### What needs to be done
Give a verbatim repeat of the lines that run from the line containing "Expected: for every instance of the chimney" to the end of the data below.

[Named object pointing entries]
start

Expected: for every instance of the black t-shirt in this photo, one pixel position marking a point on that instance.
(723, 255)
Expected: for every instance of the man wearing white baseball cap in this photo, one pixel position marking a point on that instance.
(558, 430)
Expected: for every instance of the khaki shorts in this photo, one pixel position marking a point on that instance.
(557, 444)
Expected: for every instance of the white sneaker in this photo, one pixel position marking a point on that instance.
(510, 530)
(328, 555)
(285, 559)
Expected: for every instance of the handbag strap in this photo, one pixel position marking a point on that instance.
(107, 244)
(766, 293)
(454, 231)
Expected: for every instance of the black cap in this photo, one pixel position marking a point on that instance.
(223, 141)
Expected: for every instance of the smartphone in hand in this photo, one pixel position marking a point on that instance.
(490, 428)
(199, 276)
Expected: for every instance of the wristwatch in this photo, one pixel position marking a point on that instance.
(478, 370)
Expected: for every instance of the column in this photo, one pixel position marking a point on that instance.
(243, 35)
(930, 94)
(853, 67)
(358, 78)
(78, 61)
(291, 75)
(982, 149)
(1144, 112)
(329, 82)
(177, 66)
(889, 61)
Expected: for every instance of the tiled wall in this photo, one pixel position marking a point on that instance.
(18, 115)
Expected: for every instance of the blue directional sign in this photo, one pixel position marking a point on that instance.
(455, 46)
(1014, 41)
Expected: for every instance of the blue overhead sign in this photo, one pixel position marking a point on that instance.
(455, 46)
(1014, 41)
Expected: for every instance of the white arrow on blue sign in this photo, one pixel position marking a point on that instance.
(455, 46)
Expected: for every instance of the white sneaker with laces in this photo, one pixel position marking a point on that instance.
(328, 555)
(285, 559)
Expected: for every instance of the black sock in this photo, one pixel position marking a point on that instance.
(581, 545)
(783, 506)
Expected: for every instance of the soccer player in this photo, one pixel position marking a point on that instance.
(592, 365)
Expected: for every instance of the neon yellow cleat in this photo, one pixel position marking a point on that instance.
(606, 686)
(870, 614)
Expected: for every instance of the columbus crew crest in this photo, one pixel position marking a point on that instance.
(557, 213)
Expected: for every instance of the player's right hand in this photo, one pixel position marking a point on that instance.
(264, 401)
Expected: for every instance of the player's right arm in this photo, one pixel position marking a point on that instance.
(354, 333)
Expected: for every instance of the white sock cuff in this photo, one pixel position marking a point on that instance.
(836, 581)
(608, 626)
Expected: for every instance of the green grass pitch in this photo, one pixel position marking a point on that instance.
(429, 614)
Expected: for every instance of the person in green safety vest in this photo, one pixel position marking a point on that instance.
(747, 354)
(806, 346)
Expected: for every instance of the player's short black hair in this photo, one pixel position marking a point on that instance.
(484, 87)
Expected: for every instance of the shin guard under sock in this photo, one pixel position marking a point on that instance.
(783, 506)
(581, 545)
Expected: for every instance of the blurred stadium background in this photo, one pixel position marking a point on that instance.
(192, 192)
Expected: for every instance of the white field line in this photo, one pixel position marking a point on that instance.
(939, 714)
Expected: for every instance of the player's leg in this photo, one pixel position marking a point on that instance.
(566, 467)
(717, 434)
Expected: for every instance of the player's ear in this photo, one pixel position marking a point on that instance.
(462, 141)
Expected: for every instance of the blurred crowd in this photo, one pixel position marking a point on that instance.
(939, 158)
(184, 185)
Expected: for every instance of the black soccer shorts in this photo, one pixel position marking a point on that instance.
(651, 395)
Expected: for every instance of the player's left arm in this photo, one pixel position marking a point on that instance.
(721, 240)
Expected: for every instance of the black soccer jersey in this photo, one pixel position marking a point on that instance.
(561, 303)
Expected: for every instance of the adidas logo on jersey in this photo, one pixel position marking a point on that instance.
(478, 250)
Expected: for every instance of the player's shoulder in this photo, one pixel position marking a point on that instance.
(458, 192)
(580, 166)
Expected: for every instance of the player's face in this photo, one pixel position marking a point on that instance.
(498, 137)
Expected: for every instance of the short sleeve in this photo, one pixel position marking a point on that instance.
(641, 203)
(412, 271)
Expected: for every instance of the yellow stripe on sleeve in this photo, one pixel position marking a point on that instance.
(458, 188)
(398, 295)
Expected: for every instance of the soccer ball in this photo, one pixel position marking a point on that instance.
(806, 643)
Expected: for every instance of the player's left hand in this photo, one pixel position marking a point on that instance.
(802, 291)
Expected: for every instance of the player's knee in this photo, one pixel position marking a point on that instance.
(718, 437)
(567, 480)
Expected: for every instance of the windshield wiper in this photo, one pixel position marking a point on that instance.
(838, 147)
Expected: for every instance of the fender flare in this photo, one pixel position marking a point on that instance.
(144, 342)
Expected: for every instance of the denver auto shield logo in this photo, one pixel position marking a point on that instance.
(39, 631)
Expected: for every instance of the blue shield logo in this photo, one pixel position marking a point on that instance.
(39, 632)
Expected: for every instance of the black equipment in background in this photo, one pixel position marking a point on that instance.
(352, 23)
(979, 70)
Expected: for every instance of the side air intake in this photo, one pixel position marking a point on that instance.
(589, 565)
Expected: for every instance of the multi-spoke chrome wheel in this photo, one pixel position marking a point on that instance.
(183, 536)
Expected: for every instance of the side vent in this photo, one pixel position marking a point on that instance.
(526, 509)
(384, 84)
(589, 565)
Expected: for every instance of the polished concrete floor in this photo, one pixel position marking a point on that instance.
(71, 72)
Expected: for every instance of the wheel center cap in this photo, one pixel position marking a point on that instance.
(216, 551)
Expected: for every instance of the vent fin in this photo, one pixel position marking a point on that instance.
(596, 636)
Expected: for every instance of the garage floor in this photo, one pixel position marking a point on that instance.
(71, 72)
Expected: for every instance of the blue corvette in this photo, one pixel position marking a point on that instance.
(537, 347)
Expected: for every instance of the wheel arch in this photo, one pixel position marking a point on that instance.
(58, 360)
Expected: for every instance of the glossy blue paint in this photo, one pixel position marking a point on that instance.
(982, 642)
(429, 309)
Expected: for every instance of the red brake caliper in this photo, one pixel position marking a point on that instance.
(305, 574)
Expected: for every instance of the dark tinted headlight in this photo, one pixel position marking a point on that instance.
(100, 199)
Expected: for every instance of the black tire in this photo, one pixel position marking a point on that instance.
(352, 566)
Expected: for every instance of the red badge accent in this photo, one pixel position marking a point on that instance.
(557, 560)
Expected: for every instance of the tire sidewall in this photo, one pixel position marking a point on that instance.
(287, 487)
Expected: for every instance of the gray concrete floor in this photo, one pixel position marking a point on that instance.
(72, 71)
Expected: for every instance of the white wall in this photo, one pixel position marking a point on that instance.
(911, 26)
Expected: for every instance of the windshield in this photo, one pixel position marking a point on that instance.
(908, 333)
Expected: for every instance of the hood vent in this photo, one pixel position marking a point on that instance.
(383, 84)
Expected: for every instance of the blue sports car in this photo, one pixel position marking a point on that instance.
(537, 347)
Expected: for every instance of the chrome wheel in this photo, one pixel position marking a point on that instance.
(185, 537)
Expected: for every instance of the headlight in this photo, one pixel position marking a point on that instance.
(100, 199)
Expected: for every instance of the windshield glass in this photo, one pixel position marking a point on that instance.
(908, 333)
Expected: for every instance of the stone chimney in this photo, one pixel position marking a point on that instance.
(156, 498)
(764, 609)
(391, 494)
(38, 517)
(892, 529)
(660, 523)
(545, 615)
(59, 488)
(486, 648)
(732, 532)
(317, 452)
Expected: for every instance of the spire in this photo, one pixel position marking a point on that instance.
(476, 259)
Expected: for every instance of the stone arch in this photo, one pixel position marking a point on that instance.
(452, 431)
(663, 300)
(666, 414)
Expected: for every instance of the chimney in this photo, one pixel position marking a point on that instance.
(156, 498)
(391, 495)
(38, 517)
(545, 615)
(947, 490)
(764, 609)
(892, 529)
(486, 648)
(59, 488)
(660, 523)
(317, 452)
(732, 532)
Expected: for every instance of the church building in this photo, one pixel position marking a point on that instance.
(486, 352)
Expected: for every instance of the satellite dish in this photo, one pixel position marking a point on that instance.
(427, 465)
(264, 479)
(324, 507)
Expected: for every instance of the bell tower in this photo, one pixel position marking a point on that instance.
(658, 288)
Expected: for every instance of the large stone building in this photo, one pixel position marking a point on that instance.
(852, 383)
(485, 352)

end

### Reply to the exercise
Expected: for every instance of the chimney in this photo, one pixel position marking a point on that instance.
(156, 498)
(391, 495)
(38, 517)
(545, 615)
(947, 490)
(764, 609)
(892, 529)
(486, 648)
(59, 488)
(660, 523)
(317, 452)
(732, 532)
Expected: for every instance of the church building in this photo, one pixel position marking a point on that instance.
(486, 352)
Expected: for every instance of the satellite dish in this photo, one pixel position marking a point on that instance.
(427, 465)
(264, 479)
(324, 507)
Expected: for every instance of the bell tower in this photo, one pixel position marking a point on that instance.
(658, 288)
Expected: for every instance of the large stone building in this photo, one pixel position marking a point on that instance.
(852, 383)
(485, 352)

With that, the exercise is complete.